▸ WHAT TO WORK ON: Instruction for the data below: set down exactly the lines from the line with "Query: groom's navy three-piece suit" to the line with "A single pin marks each instance of the groom's brown", inclusive, and no others.
======== THE DATA ========
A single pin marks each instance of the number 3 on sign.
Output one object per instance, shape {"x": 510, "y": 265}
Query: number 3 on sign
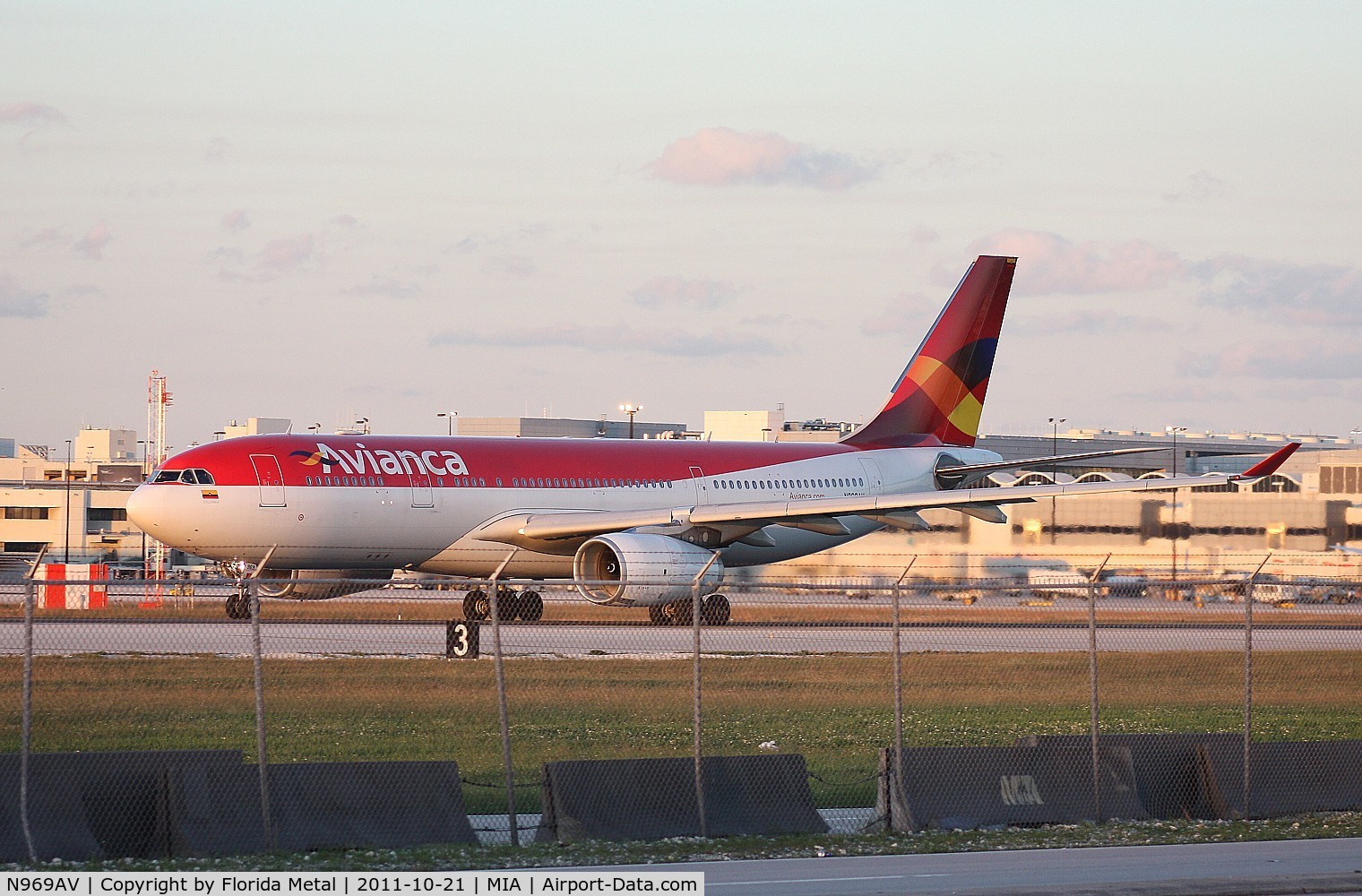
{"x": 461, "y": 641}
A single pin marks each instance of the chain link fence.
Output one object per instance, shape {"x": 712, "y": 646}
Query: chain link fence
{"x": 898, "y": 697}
========
======== THE DATA ========
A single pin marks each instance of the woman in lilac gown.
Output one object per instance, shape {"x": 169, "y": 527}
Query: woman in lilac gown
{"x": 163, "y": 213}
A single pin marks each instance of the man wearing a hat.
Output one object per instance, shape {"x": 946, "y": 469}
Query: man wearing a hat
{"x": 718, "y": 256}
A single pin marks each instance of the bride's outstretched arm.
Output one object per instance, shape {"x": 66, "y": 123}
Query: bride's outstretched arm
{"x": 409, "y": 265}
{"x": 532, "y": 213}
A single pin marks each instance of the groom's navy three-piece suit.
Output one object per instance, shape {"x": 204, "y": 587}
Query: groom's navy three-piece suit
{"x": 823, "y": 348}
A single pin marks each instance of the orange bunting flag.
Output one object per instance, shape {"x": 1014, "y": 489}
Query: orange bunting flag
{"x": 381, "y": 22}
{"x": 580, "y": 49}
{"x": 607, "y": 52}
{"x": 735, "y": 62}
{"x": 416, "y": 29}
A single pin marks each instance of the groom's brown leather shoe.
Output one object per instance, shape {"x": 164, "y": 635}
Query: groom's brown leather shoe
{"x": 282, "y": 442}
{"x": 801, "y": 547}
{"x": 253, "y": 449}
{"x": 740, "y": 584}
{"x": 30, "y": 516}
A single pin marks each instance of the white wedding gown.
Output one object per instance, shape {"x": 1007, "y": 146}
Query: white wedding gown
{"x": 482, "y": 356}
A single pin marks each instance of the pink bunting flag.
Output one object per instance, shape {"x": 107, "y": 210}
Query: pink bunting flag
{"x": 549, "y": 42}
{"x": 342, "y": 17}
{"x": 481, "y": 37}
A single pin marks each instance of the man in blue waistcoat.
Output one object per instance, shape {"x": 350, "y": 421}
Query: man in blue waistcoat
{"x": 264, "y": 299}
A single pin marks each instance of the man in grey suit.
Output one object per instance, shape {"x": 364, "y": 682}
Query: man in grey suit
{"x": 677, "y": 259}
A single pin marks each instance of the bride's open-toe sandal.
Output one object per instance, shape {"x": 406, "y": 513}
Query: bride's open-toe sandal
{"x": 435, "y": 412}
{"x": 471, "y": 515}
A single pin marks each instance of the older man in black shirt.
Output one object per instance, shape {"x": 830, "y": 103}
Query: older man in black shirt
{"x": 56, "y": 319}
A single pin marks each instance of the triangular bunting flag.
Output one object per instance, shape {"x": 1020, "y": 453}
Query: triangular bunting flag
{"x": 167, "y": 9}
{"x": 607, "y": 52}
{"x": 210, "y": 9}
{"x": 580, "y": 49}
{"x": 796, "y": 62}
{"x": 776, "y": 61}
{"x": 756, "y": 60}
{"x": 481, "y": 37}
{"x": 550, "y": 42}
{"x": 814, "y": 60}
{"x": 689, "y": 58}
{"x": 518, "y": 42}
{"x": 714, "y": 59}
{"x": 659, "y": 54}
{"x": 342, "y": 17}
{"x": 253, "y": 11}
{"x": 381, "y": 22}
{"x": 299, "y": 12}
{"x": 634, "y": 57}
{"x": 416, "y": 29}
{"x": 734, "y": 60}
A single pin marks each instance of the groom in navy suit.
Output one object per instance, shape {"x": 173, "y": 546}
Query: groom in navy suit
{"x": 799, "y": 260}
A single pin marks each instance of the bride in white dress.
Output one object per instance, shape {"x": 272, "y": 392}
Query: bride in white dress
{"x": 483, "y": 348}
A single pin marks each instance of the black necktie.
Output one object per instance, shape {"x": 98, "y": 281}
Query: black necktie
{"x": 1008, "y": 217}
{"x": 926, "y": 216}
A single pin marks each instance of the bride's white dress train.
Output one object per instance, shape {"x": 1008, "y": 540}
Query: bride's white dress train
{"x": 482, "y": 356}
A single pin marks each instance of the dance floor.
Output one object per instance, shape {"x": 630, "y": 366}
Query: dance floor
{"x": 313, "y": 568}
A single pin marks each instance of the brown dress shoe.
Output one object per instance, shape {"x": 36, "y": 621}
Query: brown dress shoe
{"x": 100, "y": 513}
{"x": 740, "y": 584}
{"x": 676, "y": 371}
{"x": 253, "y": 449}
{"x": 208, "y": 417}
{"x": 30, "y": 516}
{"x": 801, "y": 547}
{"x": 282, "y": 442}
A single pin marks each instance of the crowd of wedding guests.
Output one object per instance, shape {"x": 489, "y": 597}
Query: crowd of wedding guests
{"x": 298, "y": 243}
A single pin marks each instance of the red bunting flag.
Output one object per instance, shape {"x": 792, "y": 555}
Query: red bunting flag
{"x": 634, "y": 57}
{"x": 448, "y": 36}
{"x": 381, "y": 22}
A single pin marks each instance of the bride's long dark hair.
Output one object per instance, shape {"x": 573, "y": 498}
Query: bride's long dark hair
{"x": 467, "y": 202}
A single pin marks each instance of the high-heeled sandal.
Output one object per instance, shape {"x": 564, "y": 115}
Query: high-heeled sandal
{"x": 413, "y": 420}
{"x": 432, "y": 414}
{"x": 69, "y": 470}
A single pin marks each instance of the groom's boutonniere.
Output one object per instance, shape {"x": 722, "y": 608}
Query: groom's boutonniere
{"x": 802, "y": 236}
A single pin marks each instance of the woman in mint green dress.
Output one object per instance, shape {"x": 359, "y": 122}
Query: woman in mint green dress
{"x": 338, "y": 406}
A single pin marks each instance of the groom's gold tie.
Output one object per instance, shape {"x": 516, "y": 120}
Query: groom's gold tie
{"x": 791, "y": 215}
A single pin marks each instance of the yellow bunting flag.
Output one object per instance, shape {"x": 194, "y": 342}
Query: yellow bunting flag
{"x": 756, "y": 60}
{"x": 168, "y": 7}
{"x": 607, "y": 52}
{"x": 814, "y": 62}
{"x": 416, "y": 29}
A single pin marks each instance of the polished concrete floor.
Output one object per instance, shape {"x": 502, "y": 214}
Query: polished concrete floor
========
▸ EXERCISE RESULT:
Query: groom's navy three-piece suit
{"x": 823, "y": 348}
A single pin marks each instance of the orange bunting flag.
Output one object per instance, shape {"x": 1014, "y": 489}
Query: orange bunting flag
{"x": 381, "y": 22}
{"x": 580, "y": 49}
{"x": 607, "y": 52}
{"x": 735, "y": 62}
{"x": 416, "y": 29}
A single pin marks each instance of the groom's brown leather shoe.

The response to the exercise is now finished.